**Work instruction**
The entries that follow contain images, which should be left out; output everything else exactly.
___
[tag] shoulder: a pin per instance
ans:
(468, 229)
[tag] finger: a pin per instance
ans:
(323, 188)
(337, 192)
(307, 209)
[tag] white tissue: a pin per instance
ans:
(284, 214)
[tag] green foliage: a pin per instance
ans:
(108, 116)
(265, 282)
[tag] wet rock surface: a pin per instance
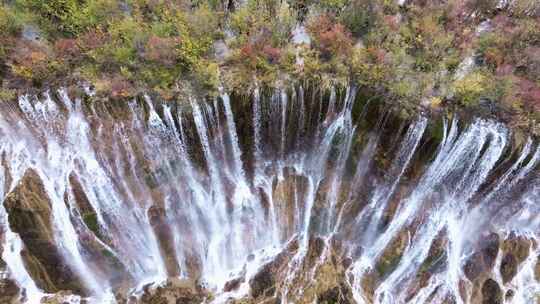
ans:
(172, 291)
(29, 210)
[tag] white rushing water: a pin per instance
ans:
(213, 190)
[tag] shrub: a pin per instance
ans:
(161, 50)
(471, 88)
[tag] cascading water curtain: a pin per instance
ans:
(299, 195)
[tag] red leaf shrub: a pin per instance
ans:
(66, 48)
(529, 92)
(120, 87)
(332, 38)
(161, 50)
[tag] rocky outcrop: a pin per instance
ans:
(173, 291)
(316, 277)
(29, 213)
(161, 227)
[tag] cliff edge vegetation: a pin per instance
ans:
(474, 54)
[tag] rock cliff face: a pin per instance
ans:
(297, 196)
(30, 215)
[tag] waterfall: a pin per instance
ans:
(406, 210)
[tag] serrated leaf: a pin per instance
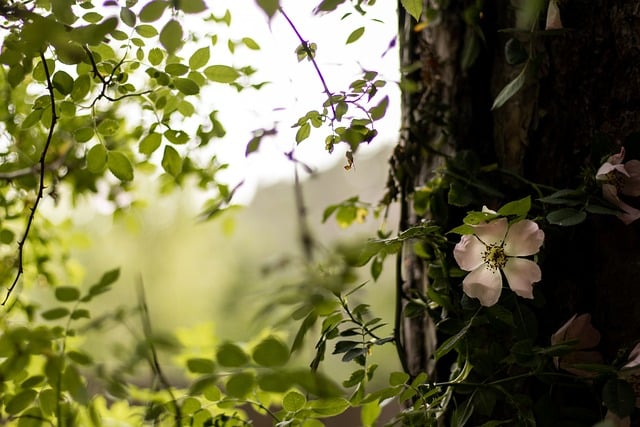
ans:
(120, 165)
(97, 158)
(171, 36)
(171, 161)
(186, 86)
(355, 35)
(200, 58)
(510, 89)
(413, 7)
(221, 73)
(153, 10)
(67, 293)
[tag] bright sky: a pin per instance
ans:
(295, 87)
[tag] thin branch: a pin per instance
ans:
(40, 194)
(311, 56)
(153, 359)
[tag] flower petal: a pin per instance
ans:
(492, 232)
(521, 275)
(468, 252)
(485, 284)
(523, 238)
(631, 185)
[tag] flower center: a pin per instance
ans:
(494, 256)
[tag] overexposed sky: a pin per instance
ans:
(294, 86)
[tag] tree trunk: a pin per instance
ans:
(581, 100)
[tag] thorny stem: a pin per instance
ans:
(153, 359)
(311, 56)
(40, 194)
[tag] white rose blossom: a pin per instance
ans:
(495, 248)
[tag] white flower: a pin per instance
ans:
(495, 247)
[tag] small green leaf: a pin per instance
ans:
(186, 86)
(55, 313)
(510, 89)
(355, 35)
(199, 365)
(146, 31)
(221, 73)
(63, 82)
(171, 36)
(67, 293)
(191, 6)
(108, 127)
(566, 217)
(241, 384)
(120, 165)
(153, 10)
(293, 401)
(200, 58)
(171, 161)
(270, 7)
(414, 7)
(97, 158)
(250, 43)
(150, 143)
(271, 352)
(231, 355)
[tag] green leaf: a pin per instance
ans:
___
**Answer to the exercise**
[tag] shoulder: a pin per instance
ans:
(468, 229)
[tag] finger: a pin per instance
ans:
(323, 188)
(337, 192)
(307, 209)
[tag] white tissue: a pin per instance
ans:
(284, 214)
[tag] green foliage: a pin per instance
ans:
(108, 116)
(265, 282)
[tag] wet rock surface: a pin per instance
ans:
(172, 291)
(29, 210)
[tag] white rushing water: a pin per instance
ans:
(213, 190)
[tag] shrub: a pin per instance
ans:
(161, 50)
(471, 88)
[tag] cascading water curtain: a pin per instance
ans:
(299, 195)
[tag] red leaf shrub: a pin per instance
ans:
(66, 48)
(529, 92)
(120, 87)
(332, 38)
(161, 50)
[tag] rocky outcrop: a pin per instance
ans:
(173, 291)
(316, 277)
(29, 213)
(161, 227)
[tag] cliff edge vegetation: a pin per instance
ans:
(474, 54)
[tag] rock cliff face: a pin per instance
ans:
(297, 196)
(30, 215)
[tag] waterfall: a pin per instance
ans:
(406, 210)
[tag] serrated leaf: a pin per instance
ans:
(120, 165)
(97, 158)
(171, 36)
(171, 161)
(186, 86)
(355, 35)
(200, 58)
(510, 89)
(413, 7)
(221, 73)
(153, 10)
(67, 293)
[tag] bright sky: a pin per instance
ans:
(295, 87)
[tag] thin branch: a pin per instance
ans:
(40, 194)
(311, 56)
(153, 359)
[tag] flower petal: a pin per instance
ans:
(492, 232)
(521, 275)
(468, 252)
(485, 284)
(523, 238)
(631, 185)
[tag] flower center: a pin per instance
ans:
(494, 256)
[tag] overexposed sky: a pin per instance
ans:
(294, 86)
[tag] tree trunk: a pin per instance
ans:
(581, 100)
[tag] thorny stem: a pin per instance
ans:
(153, 359)
(311, 56)
(40, 194)
[tag] white rose blossom: a pin per instance
ans:
(495, 248)
[tag] white flower: a pin per instance
ans:
(495, 247)
[tag] small green leaf: a pin per instance
ans:
(186, 86)
(55, 313)
(510, 89)
(355, 35)
(199, 365)
(146, 31)
(221, 73)
(63, 82)
(171, 36)
(67, 293)
(191, 6)
(108, 127)
(566, 217)
(241, 384)
(120, 165)
(153, 10)
(293, 401)
(200, 58)
(171, 161)
(270, 7)
(414, 7)
(97, 158)
(250, 43)
(150, 143)
(271, 352)
(231, 355)
[tag] green leaf: a pin per instance
ans:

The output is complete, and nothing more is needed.